Transcribe the material below exactly as it appears.

— Start of Records shown —

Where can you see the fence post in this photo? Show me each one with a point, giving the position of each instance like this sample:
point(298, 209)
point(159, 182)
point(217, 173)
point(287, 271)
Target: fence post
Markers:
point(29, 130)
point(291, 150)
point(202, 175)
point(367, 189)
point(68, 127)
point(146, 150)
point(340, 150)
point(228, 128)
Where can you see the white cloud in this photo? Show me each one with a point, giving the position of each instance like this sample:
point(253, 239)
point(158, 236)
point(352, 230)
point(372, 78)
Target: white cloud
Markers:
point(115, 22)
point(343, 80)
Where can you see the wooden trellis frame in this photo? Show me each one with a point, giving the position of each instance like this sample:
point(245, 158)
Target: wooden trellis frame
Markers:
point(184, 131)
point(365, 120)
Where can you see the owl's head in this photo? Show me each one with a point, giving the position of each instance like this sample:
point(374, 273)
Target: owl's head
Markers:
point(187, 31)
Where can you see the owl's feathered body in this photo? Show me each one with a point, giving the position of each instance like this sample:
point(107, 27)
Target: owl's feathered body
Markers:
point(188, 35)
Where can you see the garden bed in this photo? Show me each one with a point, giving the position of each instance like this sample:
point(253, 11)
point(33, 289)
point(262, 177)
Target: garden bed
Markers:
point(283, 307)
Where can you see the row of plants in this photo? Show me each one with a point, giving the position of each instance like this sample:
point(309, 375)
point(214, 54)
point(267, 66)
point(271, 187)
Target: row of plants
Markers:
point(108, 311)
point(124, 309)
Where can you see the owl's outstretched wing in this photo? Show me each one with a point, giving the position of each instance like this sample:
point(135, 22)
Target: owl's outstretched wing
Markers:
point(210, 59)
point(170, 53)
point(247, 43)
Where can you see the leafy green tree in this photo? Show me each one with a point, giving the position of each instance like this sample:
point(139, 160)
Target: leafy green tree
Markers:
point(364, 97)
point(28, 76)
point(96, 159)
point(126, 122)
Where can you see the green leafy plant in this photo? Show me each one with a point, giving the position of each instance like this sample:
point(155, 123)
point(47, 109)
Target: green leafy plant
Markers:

— End of Records shown —

● **Exercise response**:
Where can you see the fence post in this photo? Show me each one with a point, giving the position of each instance like this sample:
point(298, 209)
point(159, 182)
point(217, 173)
point(287, 271)
Target: fence post
Markers:
point(29, 130)
point(291, 150)
point(202, 175)
point(367, 189)
point(68, 127)
point(146, 150)
point(340, 150)
point(228, 128)
Where can you see the white cloud in this photo? Show me each one with a point, giving the position of each instance like this sample:
point(253, 239)
point(158, 236)
point(352, 230)
point(372, 78)
Target: white cloud
Markers:
point(115, 22)
point(343, 80)
Where can you see the wooden trellis frame in this photo? Show me each one with a point, giving the position of each instance like this sample:
point(245, 158)
Target: wooden trellis frame
Markers:
point(184, 131)
point(365, 120)
Where can you see the owl's head in this photo? Show me each one with a point, giving the position of each instance like this sample:
point(374, 273)
Target: owl's head
Markers:
point(187, 31)
Where can you see the owl's feathered body in this photo? Show me each one with a point, giving the position of each instance like this sample:
point(107, 27)
Target: owl's feathered body
Markers:
point(188, 35)
Where can you see the garden bed in this photo? Show me each one with a point, giving the position of each instance like this sample:
point(253, 11)
point(33, 289)
point(262, 177)
Target: garden bed
Markers:
point(283, 307)
Where can you see the row of plants in this photo? Show me each one with a point, giving the position of each instance like this sample:
point(309, 375)
point(214, 54)
point(267, 66)
point(271, 187)
Target: row of plants
Markers:
point(108, 311)
point(124, 309)
Where can you see the owl's outstretched wing in this photo? Show me each one with a point, giving the position of each instance like this sample:
point(135, 22)
Target: owl's outstretched wing
Markers:
point(210, 59)
point(170, 53)
point(247, 43)
Where can you see the leafy green tree in this photo? Show me each one with a point, giving the position of each instance like this sample:
point(139, 160)
Target: leafy green tree
Markers:
point(364, 97)
point(28, 76)
point(96, 159)
point(126, 122)
Where can you see the green leafy plant in this photo? Show me each one with a point, giving the position of each instance like this sample:
point(155, 123)
point(47, 109)
Target: green leafy plant
Markers:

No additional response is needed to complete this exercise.